***** TEXT SHOWN *****

A physical or diagrammatic model will help here:

diagram.
“You could use trebling and thirding to work out how long the rice would last for 6 people based on the information for 2 people, and then you could halve and double that to work out how long it would last for 3 people.”
The students will need to accept closeness in estimating the length of time needed for 5, 7, and 20 people because these calculations must approximate whole numbers of days.
These problems can be used to evaluate whether the students have generalised sufficiently to be able to apply the inverse proportional adjustment strategy even when the numbers are not easy multiples and factors. In fact, most students will tend to think additively, for example:
People 4      6       8
Days   24   16     12
Support the students’ thinking if necessary by asking:
Are there any numbers of people on the table that you can double and halve or treble and third to make 5 or 7?
So you can’t double and halve or treble and third for these ones, but could you find another relationship you could use, such as x 4 and ÷ 4, or x 5 and ÷ 5, or use fractions?
“I could use ‘the rice lasts 1 person for 96 days’ and x 5 and ÷ 5 to work out for 5 people and x 7 and ÷ 7 to work out for 7 people. So 96 ÷ 5 = 19.2 days for 5 people, and 96 ÷ 7 = 13.7 days for 7 people.”
“I could use ‘the rice lasts 4 people for 24 days’ and x 5 and ÷ 5 to work out how long it lasts for 20 people because I know 4 x 5 = 20, so 24 ÷ 5 = 4.8 or 4 days.”
Again, the use of diagrams will be very important.

***** RECORDS SHOWN *****

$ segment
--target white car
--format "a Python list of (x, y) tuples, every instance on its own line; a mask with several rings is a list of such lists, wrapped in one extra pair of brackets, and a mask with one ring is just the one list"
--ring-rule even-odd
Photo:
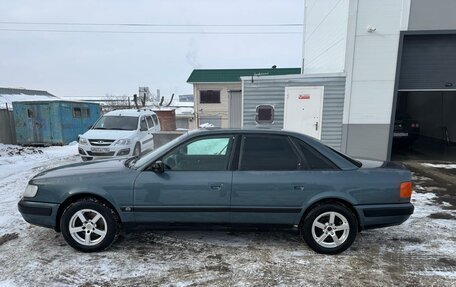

*****

> [REQUIRED TASK A]:
In the text on how long the rice lasts, how will most students tend to think?
> [REQUIRED TASK B]:
Write out a portion of the text on how long the rice lasts, starting with "The students will" and going on through "numbers of days.".
The entries play no role in what is asked here.

> [RESPONSE A]:
Most students will tend to think additively.

> [RESPONSE B]:
The students will need to accept closeness in estimating the length of time needed for 5, 7, and 20 people because these calculations must approximate whole numbers of days.